Source document –
---*---

Chapter Two is entitled Back to the Future. We learn about the chaos of civil war following the assassination of Caesar: first between the new triumvirate of wealthy nigh priest Lepidus, Marc Antony and youthful nobody (but Caesar's heir) Octavian; next when the triumvirs fell out. Aristocratic Livia was wife to Tiberius Nero who aligned himself with Antony in an Italian revolt against Octavian: soon the young couple with their baby Tiberius were fleeing, first to Sicily, next to Greece "before being forced on the run again. As they made their escape through a forest, a fire broke out. Livia's dress was left charred. Even her hair was singed." (p 45). Months later she was shagging Octavian and a divorce was quickly arranged. Tiberius Nero, exchanging an unfaithful wife for a pardon for rebellion, "gave his former wife away" at the wedding! (p 46)

The soldiers who had fought for Octavian were now rewarded with land confiscated from enemies or non-combatants (shades of Zimbabwe). This was in towns outside Roman that had once been her neighbours, then her possessions and were coming to be co-cities of the Republic even though the peoples were sometimes primitive, such as the Marsians "whose singing could make snakes explode." But the land confiscations and continuing piracy brought famine to Rome, threatening the regime to the extent that when the bodies of those killed in riots were slung into the Tiber "gangs of desperate thieves waded out and stripped them bare ... Nothing was left them save to scavenge corpses."

Despite the rumours about the sexual promiscuity of Octavian (now renamed Augustus) himself, Roman citizens were expected to control themselves. "Unchecked sexual appetites, while only to be expected in a woman - or, of course, a Greek - were hardly appropriate to a citizen  ... No man could be reckoned truly a man who was the slave of his own desires. Playboys who chased after married women were well known to be womanish themselves. The Princeps, it was whispered, smoothed his legs by singeing off their hairs with red-hot nut shells." (p 100) Ovid, the poet, on the other hand was a young man who enjoyed sex "When Ovid strolled up to Apollo's temple ... it was not to admire the architecture. He was scoping out girls." (p 105) After all, the phallus was "everywhere to be seen" and "much admired. A generously endowed man hitting the bath-house might well be greeted with 'a round of nervous applause'." (p 106) But sex was for men and whores. Cuckolding another citizen carried ferocious penalties: death for the woman and death or castration for the man. "For a man to shave his armpits was ... simply good manners but to .... depilate the legs was disgusting, plain and simple. Body hair was the mark of a man." (p 108) The feast of Liber, however, allowed sexual license. "Everybody slept with everybody else" (p 112) although Julia, daughter to Augustus and wife to his consigliere Agrippa, when asked how her sons looked so much like their father joked "because I only ever take on passengers after the cargo-hold has been loaded." (p 122).

---*---

Goal of the exercise –
Answer these from the passage on Augustan Rome:
1. What was left charred when Livia escaped through a forest fire?
2. Whose singing could make snakes explode?
3. What penalty could a man face for cuckolding another citizen?
The records come from an unrelated source.

---*---

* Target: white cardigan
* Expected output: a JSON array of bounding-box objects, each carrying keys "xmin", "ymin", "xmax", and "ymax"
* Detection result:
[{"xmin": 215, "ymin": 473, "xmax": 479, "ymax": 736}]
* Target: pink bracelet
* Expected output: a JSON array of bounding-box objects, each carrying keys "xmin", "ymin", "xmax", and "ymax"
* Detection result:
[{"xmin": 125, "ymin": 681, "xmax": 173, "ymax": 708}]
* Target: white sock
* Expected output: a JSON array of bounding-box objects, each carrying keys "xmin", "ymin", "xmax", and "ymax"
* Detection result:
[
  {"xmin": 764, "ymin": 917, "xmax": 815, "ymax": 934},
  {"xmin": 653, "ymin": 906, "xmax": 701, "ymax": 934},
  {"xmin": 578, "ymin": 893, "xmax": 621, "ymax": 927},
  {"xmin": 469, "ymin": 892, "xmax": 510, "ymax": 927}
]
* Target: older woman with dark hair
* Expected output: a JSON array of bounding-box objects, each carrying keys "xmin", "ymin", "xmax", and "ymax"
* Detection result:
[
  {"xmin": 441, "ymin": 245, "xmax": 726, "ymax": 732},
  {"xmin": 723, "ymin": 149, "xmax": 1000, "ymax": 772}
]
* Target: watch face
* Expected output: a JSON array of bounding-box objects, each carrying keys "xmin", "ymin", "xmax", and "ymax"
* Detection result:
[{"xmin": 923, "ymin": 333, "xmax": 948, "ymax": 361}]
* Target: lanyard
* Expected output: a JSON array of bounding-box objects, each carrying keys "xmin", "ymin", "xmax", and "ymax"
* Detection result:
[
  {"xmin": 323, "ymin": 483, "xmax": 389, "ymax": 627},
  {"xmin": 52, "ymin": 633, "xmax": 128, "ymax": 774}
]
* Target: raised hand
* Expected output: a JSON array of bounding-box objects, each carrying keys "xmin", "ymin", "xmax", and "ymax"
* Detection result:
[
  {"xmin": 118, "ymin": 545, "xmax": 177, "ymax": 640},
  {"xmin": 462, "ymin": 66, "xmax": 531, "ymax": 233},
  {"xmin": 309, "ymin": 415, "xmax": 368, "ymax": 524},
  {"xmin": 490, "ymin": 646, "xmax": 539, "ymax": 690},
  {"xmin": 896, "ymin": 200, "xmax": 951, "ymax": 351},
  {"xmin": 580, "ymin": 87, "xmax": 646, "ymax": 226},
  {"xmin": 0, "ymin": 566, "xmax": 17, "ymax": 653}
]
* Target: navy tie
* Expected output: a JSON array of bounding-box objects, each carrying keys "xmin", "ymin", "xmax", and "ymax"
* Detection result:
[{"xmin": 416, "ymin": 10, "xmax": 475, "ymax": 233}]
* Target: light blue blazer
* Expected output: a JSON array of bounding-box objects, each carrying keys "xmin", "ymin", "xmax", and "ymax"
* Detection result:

---*---

Answer to this problem –
1. Livia's dress
2. The Marsians'
3. Death or castration